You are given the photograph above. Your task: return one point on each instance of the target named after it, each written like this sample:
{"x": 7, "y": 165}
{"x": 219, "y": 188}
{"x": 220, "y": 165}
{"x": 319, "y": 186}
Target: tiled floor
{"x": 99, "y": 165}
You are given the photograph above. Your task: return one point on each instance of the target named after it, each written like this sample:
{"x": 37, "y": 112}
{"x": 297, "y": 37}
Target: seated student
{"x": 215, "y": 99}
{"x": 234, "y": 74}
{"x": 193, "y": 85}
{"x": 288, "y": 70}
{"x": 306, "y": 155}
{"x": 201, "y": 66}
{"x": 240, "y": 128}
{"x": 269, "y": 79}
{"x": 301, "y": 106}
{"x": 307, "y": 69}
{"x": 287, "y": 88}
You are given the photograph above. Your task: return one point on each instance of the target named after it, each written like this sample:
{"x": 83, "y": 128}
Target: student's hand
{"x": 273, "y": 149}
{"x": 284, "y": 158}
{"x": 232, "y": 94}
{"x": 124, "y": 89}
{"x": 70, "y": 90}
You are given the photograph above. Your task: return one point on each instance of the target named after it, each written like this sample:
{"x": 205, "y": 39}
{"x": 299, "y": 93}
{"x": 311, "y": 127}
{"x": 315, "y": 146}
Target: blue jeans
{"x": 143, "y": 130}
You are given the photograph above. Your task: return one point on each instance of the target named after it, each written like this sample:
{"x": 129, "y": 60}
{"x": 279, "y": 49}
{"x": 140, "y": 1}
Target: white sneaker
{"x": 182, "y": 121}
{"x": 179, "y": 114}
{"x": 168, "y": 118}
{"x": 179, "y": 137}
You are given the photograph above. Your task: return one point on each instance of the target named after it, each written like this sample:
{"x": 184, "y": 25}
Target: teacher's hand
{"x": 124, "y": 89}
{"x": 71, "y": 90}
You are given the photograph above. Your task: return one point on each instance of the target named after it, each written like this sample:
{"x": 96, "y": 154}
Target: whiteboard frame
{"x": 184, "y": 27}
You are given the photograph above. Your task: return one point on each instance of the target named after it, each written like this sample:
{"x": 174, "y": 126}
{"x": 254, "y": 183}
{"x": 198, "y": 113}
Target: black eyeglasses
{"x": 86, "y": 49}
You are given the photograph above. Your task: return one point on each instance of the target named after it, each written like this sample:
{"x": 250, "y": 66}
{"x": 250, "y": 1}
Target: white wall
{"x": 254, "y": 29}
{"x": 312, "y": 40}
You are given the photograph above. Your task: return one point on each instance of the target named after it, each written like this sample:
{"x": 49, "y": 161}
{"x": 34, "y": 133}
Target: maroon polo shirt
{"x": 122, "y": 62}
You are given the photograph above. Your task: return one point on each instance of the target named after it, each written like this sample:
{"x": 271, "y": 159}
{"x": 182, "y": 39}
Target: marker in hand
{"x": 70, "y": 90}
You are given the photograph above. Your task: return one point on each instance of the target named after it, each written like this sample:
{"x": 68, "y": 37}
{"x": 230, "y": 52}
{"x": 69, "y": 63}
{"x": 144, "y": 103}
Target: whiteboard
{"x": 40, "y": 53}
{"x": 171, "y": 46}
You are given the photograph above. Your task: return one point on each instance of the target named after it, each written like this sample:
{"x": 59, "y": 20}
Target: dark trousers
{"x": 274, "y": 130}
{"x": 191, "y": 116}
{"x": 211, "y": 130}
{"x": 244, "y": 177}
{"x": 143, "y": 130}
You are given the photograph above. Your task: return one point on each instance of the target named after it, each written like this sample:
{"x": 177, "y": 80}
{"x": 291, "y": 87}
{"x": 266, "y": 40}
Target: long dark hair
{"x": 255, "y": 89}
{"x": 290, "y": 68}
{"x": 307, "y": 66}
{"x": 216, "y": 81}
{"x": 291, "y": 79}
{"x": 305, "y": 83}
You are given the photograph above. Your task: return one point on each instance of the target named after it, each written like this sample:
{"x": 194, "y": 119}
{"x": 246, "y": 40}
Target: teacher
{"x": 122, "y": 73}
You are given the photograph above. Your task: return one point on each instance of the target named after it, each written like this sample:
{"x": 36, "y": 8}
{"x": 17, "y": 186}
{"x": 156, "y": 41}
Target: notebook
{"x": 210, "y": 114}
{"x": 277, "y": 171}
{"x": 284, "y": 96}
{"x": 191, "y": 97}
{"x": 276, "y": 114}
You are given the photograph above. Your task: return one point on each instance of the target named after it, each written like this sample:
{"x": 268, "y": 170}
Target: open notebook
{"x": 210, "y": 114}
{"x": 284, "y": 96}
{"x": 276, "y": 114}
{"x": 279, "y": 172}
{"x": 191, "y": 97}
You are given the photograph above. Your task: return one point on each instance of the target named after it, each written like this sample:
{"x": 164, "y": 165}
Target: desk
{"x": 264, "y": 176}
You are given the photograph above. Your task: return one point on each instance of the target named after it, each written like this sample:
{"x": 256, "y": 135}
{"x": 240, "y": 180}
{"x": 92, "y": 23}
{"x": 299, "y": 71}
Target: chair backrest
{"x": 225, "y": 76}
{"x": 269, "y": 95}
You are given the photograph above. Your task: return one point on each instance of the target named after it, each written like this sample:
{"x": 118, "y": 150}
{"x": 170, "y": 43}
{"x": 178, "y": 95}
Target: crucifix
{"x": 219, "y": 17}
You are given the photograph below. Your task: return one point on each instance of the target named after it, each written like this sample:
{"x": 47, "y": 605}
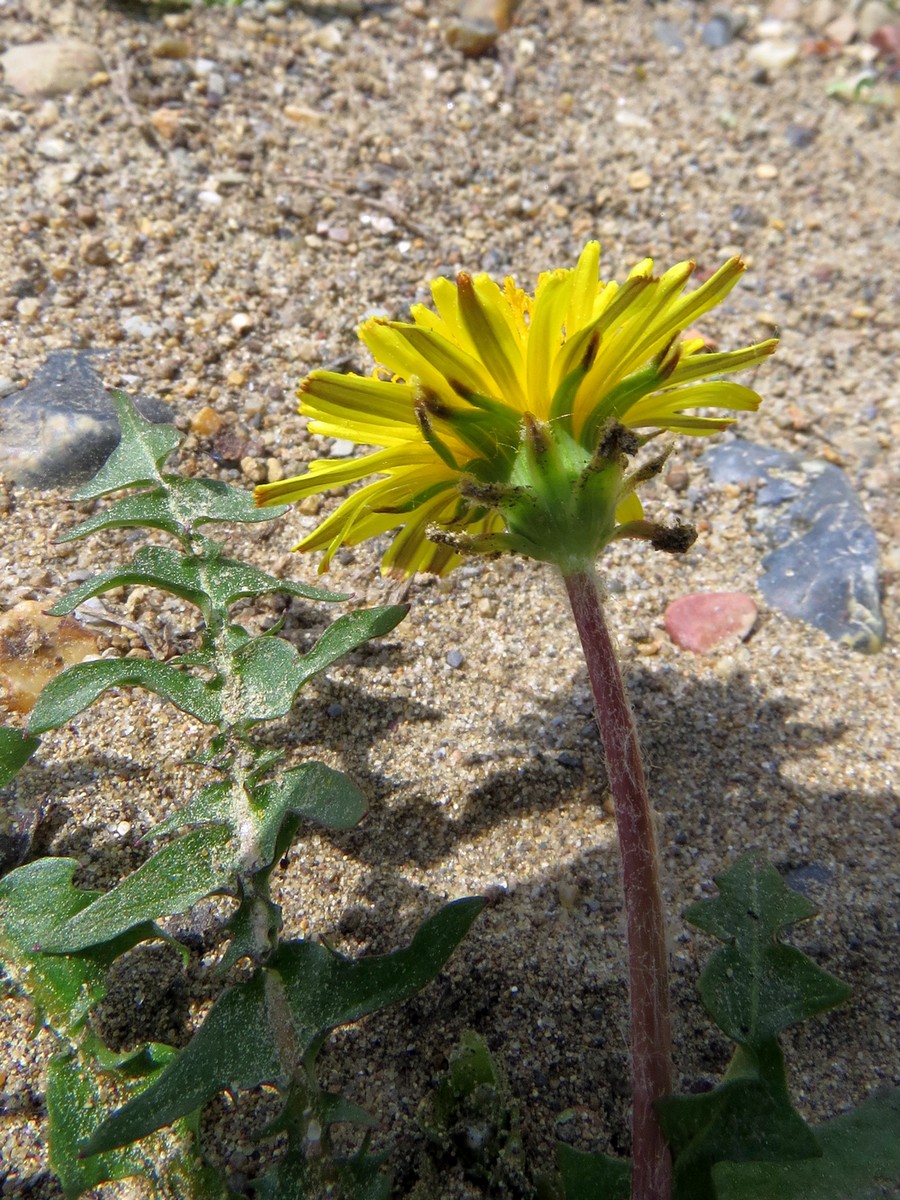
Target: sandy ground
{"x": 352, "y": 159}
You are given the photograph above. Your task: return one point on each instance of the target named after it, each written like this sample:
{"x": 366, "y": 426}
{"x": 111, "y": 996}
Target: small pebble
{"x": 718, "y": 31}
{"x": 801, "y": 137}
{"x": 703, "y": 621}
{"x": 570, "y": 760}
{"x": 207, "y": 423}
{"x": 773, "y": 55}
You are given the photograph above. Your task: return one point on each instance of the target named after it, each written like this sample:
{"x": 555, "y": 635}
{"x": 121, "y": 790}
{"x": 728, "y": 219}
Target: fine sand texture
{"x": 217, "y": 211}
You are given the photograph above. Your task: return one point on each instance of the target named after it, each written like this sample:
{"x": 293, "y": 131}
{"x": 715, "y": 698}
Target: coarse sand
{"x": 219, "y": 211}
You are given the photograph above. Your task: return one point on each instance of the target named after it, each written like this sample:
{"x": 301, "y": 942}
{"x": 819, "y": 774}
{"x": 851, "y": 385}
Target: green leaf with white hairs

□ □ □

• Exercise brief: Please write out all the data again word for word, but not the pictures.

• Completed exercise:
You are given the photograph above. Your task: return one point on each instance of the target named after it, each written like this sample:
{"x": 7, "y": 165}
{"x": 219, "y": 188}
{"x": 220, "y": 165}
{"x": 319, "y": 186}
Target: tiled floor
{"x": 99, "y": 165}
You are given the photograph above. Your task: return one point on each instance of the target named after it, each written like this sample:
{"x": 37, "y": 112}
{"x": 297, "y": 37}
Target: seated student
{"x": 215, "y": 99}
{"x": 234, "y": 74}
{"x": 193, "y": 85}
{"x": 288, "y": 70}
{"x": 306, "y": 155}
{"x": 201, "y": 66}
{"x": 240, "y": 128}
{"x": 269, "y": 79}
{"x": 301, "y": 106}
{"x": 307, "y": 69}
{"x": 287, "y": 88}
You are given the photograph above. Your task: return one point on each instance of the target named after it, each written like this sample:
{"x": 83, "y": 128}
Target: student's hand
{"x": 273, "y": 149}
{"x": 284, "y": 158}
{"x": 232, "y": 94}
{"x": 124, "y": 89}
{"x": 70, "y": 90}
You are given the photograph above. Your task: return one point on each instance of the target named after it, each written like this sample:
{"x": 205, "y": 39}
{"x": 299, "y": 93}
{"x": 311, "y": 127}
{"x": 315, "y": 146}
Target: blue jeans
{"x": 143, "y": 130}
You are given the photograph above. Your task: return one point on each instance of the target named after it, each written like this sample:
{"x": 129, "y": 60}
{"x": 279, "y": 49}
{"x": 140, "y": 1}
Target: white sneaker
{"x": 182, "y": 121}
{"x": 179, "y": 114}
{"x": 168, "y": 118}
{"x": 179, "y": 137}
You are given the photograph above. Your task: return one point on each instance of the target named after it, each written like this sample:
{"x": 184, "y": 25}
Target: teacher's hand
{"x": 124, "y": 89}
{"x": 71, "y": 90}
You are given the photograph above. Your task: return one point on each instance of the target named after it, each written like this sample:
{"x": 96, "y": 154}
Target: whiteboard frame
{"x": 184, "y": 27}
You are given the photograph above. Your task: return one point on each instance of the target named after it, each written like this sample:
{"x": 174, "y": 126}
{"x": 254, "y": 183}
{"x": 198, "y": 113}
Target: black eyeglasses
{"x": 86, "y": 49}
You are given the photograph above. Your task: return one point on each instance of the target named after it, each written like this sample:
{"x": 250, "y": 66}
{"x": 250, "y": 1}
Target: white wall
{"x": 254, "y": 29}
{"x": 312, "y": 40}
You are given the photograph above. Your task: return one point on each instance of the target named after it, each written like this sample:
{"x": 49, "y": 161}
{"x": 34, "y": 133}
Target: maroon polo shirt
{"x": 122, "y": 62}
You are given the photograph above. Your task: return one point on each instance of the target named after it, each written like this sample:
{"x": 271, "y": 159}
{"x": 182, "y": 39}
Target: marker in hand
{"x": 70, "y": 90}
You are given the photograph above. Your task: return one point on each instance of the target named after it, each written like this sample:
{"x": 68, "y": 37}
{"x": 230, "y": 52}
{"x": 69, "y": 63}
{"x": 144, "y": 103}
Target: whiteboard
{"x": 40, "y": 53}
{"x": 171, "y": 46}
You are given the photograph above. Your task: return one point on each instance of the target named after it, each written like this sample:
{"x": 59, "y": 20}
Target: dark trousers
{"x": 274, "y": 130}
{"x": 191, "y": 116}
{"x": 211, "y": 130}
{"x": 244, "y": 177}
{"x": 143, "y": 130}
You are given the photograph above. Your task: return one point on each instance of the target named after it, each written like this sample:
{"x": 177, "y": 80}
{"x": 291, "y": 87}
{"x": 266, "y": 40}
Target: long dark hair
{"x": 255, "y": 89}
{"x": 290, "y": 68}
{"x": 307, "y": 66}
{"x": 216, "y": 81}
{"x": 291, "y": 79}
{"x": 305, "y": 83}
You are given the photograph above. Your task: return one point on each instance of the target named after it, each written like this sample:
{"x": 194, "y": 119}
{"x": 246, "y": 40}
Target: teacher
{"x": 122, "y": 73}
You are given the photograph above. Your task: return one point on each instance of the target named after it, each written like this sample:
{"x": 36, "y": 8}
{"x": 17, "y": 186}
{"x": 156, "y": 41}
Target: notebook
{"x": 210, "y": 114}
{"x": 277, "y": 171}
{"x": 284, "y": 96}
{"x": 191, "y": 97}
{"x": 276, "y": 114}
You are given the photograph above. Your task: return one point on each instance of the target named after it, each written like this sample:
{"x": 268, "y": 170}
Target: open notebook
{"x": 210, "y": 114}
{"x": 284, "y": 96}
{"x": 276, "y": 114}
{"x": 279, "y": 172}
{"x": 191, "y": 97}
You are given the photograph above. Your task: return one point on each instance of the target named after it, each written like this sample:
{"x": 164, "y": 165}
Target: desk
{"x": 264, "y": 176}
You are given the photograph above. Your task: return one point on each instance of the target named after it, each written like this sample:
{"x": 256, "y": 135}
{"x": 240, "y": 180}
{"x": 92, "y": 23}
{"x": 299, "y": 71}
Target: chair backrest
{"x": 225, "y": 76}
{"x": 269, "y": 95}
You are given the photograph above. Your task: return one point on each instance of the target named after it, each written like this sample:
{"x": 118, "y": 150}
{"x": 170, "y": 43}
{"x": 178, "y": 95}
Target: crucifix
{"x": 219, "y": 17}
You are given the photograph below. Your task: return one point on each instance of the target named after it, each written like this sample:
{"x": 47, "y": 605}
Target: sandy ground
{"x": 352, "y": 159}
You are given the photograph above. Your task: return one point on each instance of the target named after it, each written like this sample:
{"x": 366, "y": 426}
{"x": 111, "y": 996}
Target: small pebble
{"x": 718, "y": 31}
{"x": 801, "y": 137}
{"x": 703, "y": 621}
{"x": 570, "y": 760}
{"x": 207, "y": 423}
{"x": 773, "y": 55}
You are given the photograph above. Your task: return one point on each instance of the target named after it, each written like this sample:
{"x": 555, "y": 635}
{"x": 121, "y": 790}
{"x": 728, "y": 219}
Target: fine sand texture
{"x": 217, "y": 211}
You are given the photograph above. Your task: return one point on each instance of the target named after it, each written like this sample:
{"x": 293, "y": 131}
{"x": 715, "y": 698}
Target: coarse sand
{"x": 219, "y": 211}
You are given the photograph above. Your task: return one point on each instance of the target named after it, each written like this sample:
{"x": 301, "y": 942}
{"x": 819, "y": 774}
{"x": 851, "y": 385}
Target: green leaf with white hairs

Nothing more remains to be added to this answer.